PROVIDED INFORMATION Start Marker

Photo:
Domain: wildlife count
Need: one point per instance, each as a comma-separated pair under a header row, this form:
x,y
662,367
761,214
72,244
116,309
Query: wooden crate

PROVIDED INFORMATION End Marker

▸ YOUR ASSIGNMENT
Copy out the data shown above in full. Match it exactly.

▸ ANSWER TO THIS PROBLEM
Photo:
Domain: wildlife count
Need: one point per instance, each as a comma-separated pair under a header row, this form:
x,y
662,367
761,214
72,244
116,309
Query: wooden crate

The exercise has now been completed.